• **Document extract**:
This is a class blog run by Dr. Carolina Acosta-Alzuru and her students in the course "Telenovelas, Culture and Society" at the University of Georgia during Spring 2011

Friday, April 8, 2011

Disabilites on TV shows

Good job to Leonardo Padron on his inclusion in some of his telenovelas of disabilities. A recent study found that at least among American tv shows, there was a very small percent of characters with a disability, which doesn't at all portray the reality of one in eight people having some disability.

Padron has in several novelas included main characters with disabilities and realistically these characters don't magically get healed in the end. In his most recent, La Mujer Perfecta, the protagonist, Micaela suffers from Aspergers Syndrome which is a form of Autism. He infused the show with depictions of real life issues and struggles that people with this syndrome face, infusing awareness raising information with entertainment. Another show he did this with was Ciudad Bendita, where the main character, Bendita Sanchez suffers from a limp.

The article on the Inclusion in the Arts & Media of People with Disabilities website focused more on how actors and actresses with disabilities are not hired for major tv network shows but also mentions the small minority of characters with them. I think that if shows can powerfully hold an audience like novelas can, that the writers should use this to help inform people about the world around them. Although, for some tv shows are an escape from the sad realities of things like disabilities, I commend Padron for his efforts to help raise awareness of disabilities and diseases.

• **Source information**:
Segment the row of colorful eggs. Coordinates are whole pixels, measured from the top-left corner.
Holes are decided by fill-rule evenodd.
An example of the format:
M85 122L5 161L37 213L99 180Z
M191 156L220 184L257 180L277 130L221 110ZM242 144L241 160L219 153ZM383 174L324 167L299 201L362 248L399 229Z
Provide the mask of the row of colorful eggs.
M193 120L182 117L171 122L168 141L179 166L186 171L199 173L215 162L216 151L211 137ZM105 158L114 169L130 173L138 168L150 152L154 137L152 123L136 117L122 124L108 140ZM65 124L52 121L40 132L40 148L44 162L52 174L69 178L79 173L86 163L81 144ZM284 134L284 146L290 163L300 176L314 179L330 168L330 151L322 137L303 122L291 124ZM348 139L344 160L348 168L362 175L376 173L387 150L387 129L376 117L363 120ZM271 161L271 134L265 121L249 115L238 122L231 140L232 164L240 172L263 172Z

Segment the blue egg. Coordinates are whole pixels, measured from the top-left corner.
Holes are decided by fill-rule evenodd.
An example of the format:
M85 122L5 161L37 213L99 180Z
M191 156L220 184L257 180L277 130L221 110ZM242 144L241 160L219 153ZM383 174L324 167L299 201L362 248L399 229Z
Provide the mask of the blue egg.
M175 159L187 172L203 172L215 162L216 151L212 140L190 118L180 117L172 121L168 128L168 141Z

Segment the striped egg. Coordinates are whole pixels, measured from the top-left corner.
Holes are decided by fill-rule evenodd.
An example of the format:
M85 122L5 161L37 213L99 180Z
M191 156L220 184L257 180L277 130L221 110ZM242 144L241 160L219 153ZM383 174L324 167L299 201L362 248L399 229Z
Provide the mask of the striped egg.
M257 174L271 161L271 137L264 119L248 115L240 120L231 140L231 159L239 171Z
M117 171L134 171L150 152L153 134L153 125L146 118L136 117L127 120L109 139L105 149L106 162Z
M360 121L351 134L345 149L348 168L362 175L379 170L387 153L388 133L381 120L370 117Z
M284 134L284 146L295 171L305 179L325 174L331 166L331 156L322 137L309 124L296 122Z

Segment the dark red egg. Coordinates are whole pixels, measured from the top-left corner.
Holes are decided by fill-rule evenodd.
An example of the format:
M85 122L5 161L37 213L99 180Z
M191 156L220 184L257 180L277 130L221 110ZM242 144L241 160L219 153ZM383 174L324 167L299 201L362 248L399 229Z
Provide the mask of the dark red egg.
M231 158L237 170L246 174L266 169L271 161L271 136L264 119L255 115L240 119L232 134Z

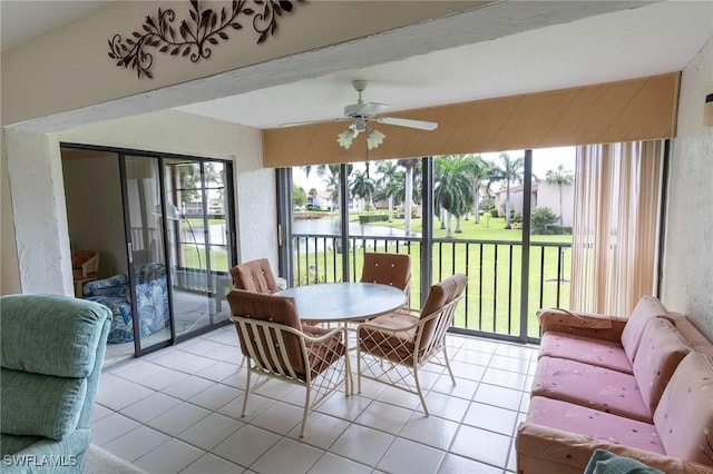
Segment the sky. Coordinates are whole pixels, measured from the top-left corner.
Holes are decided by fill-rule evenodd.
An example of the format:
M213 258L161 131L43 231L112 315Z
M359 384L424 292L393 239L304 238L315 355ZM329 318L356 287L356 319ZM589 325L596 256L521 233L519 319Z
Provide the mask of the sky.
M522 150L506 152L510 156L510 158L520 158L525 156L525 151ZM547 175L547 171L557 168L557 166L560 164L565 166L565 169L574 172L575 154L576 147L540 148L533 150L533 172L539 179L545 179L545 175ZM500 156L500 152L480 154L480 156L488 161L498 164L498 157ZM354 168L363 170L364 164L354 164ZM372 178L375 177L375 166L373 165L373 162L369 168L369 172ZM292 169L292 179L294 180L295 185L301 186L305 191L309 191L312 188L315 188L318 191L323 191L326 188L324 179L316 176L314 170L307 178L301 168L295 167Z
==
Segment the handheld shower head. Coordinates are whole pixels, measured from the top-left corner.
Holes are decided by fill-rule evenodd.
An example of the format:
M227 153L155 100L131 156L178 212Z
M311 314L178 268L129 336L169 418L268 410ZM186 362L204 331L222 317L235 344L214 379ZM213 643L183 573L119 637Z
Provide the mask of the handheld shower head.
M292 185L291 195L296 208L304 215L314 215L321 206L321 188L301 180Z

• **Task details**: Pick up the blog post about disabilities in Leonardo Padron's telenovelas after its last sentence and keep writing it.

• **Written answer**:
The article was published last September in preparation for October which is National Disability Employment Awareness Month:


  1. I think its pretty special that Micaela suffers from Aspergers Syndrome in La Mujer Perfecta. Every once in a while we can see shows trying to include a character with a disability to make the audience feel a certain way, but in this case its really an indepth look on how a person with Aspergers sees the world in everyday life. i rather see that then the overused "kid in a wheelchair," which directors hardly elaborate on or a gorgeous girl with a "limp," which honestly is nothing compared to living with a sort of mental disability.

  2. I agree with you, Melanie. I think it's really great that Leonardo Padron is trying to make some points and send messages to the audience through his writing of telenovelas. Like Dr. A said, although the public doesn't always get exactly what the writer is trying to say, at least if various writers bring to light specific issues like autism or breast cancer, the audience is receiving images of what can happen in real life. I think it would be very interesting to see the reactions of viewers if there was a character that had Tourettes Syndrome. Perhaps that will appear in a future telenovela!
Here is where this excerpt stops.